(Annotated coordinate records)
<<<<

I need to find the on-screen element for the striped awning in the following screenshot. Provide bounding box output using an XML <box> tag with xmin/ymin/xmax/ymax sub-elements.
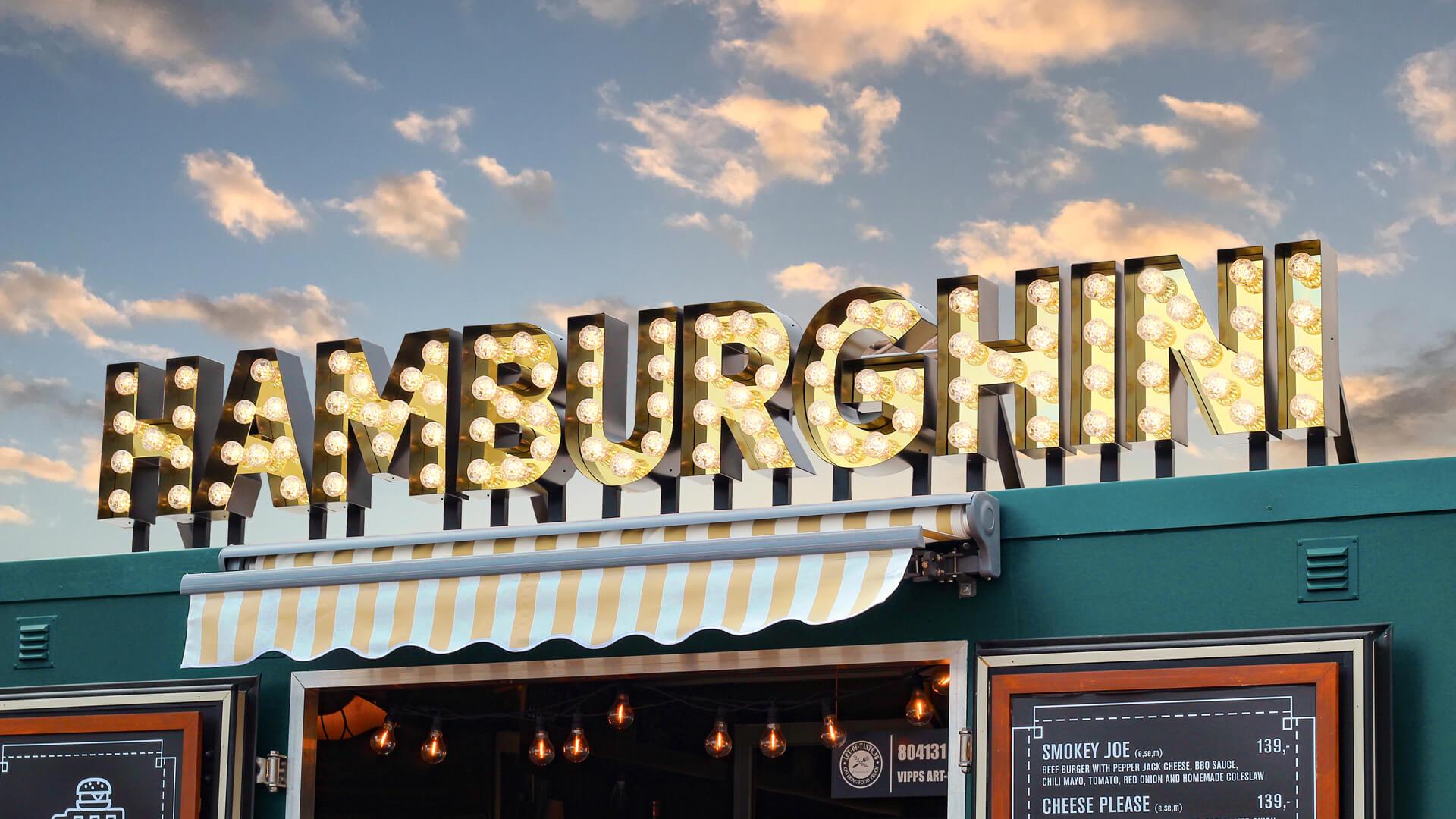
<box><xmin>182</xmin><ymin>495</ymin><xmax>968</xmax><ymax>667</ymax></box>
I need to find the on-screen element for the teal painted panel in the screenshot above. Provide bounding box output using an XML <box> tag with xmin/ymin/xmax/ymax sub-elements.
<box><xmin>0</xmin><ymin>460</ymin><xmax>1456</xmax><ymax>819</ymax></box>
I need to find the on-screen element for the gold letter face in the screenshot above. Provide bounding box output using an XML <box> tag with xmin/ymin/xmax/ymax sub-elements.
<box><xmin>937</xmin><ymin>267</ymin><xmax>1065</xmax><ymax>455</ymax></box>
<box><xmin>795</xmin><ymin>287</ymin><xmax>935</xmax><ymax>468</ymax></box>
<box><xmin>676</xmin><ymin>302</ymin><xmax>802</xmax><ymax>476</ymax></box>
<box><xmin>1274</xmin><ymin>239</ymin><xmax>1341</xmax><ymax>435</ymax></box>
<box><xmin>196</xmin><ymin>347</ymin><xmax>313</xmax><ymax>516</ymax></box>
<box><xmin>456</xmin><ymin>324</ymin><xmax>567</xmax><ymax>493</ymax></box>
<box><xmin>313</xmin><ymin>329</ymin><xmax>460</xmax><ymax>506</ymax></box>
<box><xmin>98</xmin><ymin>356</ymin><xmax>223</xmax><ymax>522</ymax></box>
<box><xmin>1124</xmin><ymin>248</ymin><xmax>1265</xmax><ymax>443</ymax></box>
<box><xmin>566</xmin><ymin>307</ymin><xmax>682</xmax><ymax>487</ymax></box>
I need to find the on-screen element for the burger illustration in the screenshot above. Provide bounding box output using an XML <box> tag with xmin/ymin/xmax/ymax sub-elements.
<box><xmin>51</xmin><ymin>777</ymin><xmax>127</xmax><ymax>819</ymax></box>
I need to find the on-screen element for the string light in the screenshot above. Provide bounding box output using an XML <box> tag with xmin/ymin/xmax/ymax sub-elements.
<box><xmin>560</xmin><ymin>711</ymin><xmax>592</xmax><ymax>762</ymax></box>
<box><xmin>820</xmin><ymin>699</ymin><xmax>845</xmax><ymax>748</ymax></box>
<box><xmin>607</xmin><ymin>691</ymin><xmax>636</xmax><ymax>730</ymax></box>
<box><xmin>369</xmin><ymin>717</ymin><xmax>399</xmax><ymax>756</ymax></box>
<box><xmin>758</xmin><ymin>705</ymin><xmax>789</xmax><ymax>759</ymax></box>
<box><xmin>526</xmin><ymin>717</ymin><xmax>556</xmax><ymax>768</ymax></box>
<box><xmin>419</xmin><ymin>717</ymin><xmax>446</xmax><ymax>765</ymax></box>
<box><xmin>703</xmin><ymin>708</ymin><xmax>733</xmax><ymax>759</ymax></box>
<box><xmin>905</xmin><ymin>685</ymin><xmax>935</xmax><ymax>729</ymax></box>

>>>>

WHAT TO DO = Transcribe the material above without any changes, starting at the line containing "I need to find the on-screen element for the string" and continuing through the end of the material, with that first line included.

SOLUTION TO THIS EXERCISE =
I need to find the on-screen element for the string light in the screenshot above. Provide bounding box output using an XML <box> tag with xmin/ymin/xmax/ymax sub-elements.
<box><xmin>560</xmin><ymin>711</ymin><xmax>592</xmax><ymax>762</ymax></box>
<box><xmin>820</xmin><ymin>699</ymin><xmax>845</xmax><ymax>748</ymax></box>
<box><xmin>607</xmin><ymin>691</ymin><xmax>636</xmax><ymax>730</ymax></box>
<box><xmin>369</xmin><ymin>717</ymin><xmax>399</xmax><ymax>756</ymax></box>
<box><xmin>758</xmin><ymin>705</ymin><xmax>789</xmax><ymax>759</ymax></box>
<box><xmin>526</xmin><ymin>717</ymin><xmax>556</xmax><ymax>768</ymax></box>
<box><xmin>419</xmin><ymin>717</ymin><xmax>446</xmax><ymax>765</ymax></box>
<box><xmin>703</xmin><ymin>708</ymin><xmax>733</xmax><ymax>759</ymax></box>
<box><xmin>905</xmin><ymin>685</ymin><xmax>935</xmax><ymax>729</ymax></box>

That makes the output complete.